# What to do:
Output the records that follow as a JSON list of strings, with one string per line and blank lines left out.

--- Start ---

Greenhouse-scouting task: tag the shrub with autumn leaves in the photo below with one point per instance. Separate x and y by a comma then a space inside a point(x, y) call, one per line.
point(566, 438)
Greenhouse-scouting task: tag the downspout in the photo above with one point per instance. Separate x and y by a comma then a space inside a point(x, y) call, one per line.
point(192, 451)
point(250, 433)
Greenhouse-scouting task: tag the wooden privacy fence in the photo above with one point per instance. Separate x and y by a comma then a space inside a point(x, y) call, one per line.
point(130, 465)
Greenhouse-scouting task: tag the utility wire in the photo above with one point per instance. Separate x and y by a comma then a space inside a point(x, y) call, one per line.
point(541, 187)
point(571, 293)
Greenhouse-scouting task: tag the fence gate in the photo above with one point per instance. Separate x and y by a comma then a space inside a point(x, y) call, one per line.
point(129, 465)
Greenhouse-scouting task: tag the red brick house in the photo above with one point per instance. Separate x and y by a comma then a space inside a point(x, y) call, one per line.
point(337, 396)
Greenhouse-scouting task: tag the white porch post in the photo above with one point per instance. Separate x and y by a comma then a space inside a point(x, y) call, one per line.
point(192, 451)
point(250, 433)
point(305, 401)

--- End ---

# Solution for this exercise:
[
  "Greenhouse-scouting task: tag the shrub with autumn leaves in the photo below with one point per instance. Separate x and y by a comma then a space inside a point(x, y) call, one per line.",
  "point(566, 438)",
  "Greenhouse-scouting task: tag the downspout in the photo above with one point per instance. Separate x and y by a comma then a space inside a point(x, y) call, one per line.",
  "point(192, 451)",
  "point(250, 433)",
  "Greenhouse-scouting task: tag the wooden privacy fence in the photo above with one point per instance. Separate x and y by a comma then a space inside a point(x, y) call, one per line.",
  "point(130, 465)",
  "Greenhouse-scouting task: tag the utility wire in the photo above with one point per instance. Separate x and y by a comma then a space inside a point(x, y) call, one per line.",
  "point(541, 187)",
  "point(571, 293)",
  "Greenhouse-scouting task: tag the fence gate in the photo above with one point per instance. Separate x and y by a comma then a space inside a point(x, y) call, one per line.",
  "point(129, 465)",
  "Greenhouse-scouting task: tag the red brick house in the photo above with one point per instance. Separate x and y by a comma then a space inside a point(x, y) call, one per line.",
  "point(337, 396)",
  "Greenhouse-scouting task: tag the white porch post in the photo above with one point per instance. Separate x and y by a comma then a space inside a point(x, y) call, one per line.",
  "point(192, 451)",
  "point(250, 433)",
  "point(305, 401)"
]